== Segment start ==

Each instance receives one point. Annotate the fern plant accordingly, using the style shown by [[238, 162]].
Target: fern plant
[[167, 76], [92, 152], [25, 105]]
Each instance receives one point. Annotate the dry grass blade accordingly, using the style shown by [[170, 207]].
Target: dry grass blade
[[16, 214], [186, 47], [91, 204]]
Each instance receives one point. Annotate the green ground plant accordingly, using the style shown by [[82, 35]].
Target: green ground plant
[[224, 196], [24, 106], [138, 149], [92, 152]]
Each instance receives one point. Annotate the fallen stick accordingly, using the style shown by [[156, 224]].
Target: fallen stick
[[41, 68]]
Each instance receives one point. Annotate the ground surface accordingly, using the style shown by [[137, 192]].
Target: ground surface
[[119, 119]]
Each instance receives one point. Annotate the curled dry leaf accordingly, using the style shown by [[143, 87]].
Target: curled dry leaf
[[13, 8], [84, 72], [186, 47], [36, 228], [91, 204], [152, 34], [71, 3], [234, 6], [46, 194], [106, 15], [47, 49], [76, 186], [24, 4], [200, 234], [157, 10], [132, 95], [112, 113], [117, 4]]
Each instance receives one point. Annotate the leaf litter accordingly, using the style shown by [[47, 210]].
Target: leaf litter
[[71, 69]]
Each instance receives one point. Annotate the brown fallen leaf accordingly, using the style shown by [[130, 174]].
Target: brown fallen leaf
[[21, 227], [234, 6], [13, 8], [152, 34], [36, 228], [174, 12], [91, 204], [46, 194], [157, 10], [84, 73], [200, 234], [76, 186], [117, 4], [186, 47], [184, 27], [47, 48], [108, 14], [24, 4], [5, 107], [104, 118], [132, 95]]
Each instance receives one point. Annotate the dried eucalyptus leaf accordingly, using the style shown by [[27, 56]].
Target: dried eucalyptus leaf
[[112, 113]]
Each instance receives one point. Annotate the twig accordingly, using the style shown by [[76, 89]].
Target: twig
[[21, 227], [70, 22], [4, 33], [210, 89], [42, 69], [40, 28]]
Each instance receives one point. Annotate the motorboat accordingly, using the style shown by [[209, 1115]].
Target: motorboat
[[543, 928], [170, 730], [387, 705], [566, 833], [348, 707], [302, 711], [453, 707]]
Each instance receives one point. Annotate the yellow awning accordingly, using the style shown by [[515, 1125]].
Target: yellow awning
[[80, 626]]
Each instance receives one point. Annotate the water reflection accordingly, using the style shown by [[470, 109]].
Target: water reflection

== Segment end ==

- Action item
The lines from the top of the data above down to the line containing "Each instance receives one point. Annotate the dry" are to be copied exactly; no other line should appear.

- Solved problem
Each instance receives one point. Annotate the fern plant accordingly, using the style shown by [[238, 162]].
Target: fern plant
[[167, 76], [92, 152], [25, 105]]
Each instance receives one point. Annotate the dry grass blade accordingly, using the style shown by [[170, 207]].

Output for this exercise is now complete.